Problem details
Select every line of the items below that contains the word "point", and copy each such line in full. Case counts.

Records shown
◇ ◇ ◇
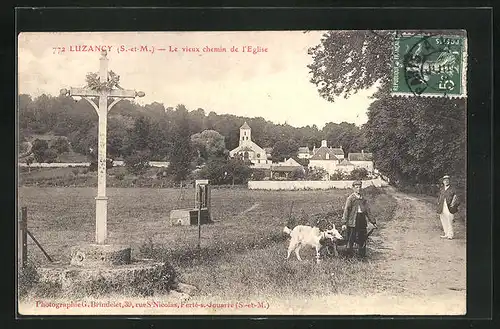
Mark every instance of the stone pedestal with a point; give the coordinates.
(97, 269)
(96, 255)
◇ ◇ ◇
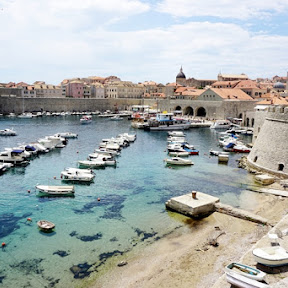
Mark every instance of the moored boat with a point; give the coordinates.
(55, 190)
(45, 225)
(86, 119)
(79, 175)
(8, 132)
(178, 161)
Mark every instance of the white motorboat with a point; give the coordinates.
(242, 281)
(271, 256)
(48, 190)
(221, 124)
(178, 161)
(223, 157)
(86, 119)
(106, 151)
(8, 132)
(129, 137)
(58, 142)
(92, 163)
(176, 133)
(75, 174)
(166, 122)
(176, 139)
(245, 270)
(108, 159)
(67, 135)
◇ ◇ ◇
Answer to this problem
Mark every instance of the stone pedestal with a point; give the coordinates.
Mark every instance of the moored boat with a point; give the coordinates.
Mark every instance of the white motorboat with a point; give the coordinates.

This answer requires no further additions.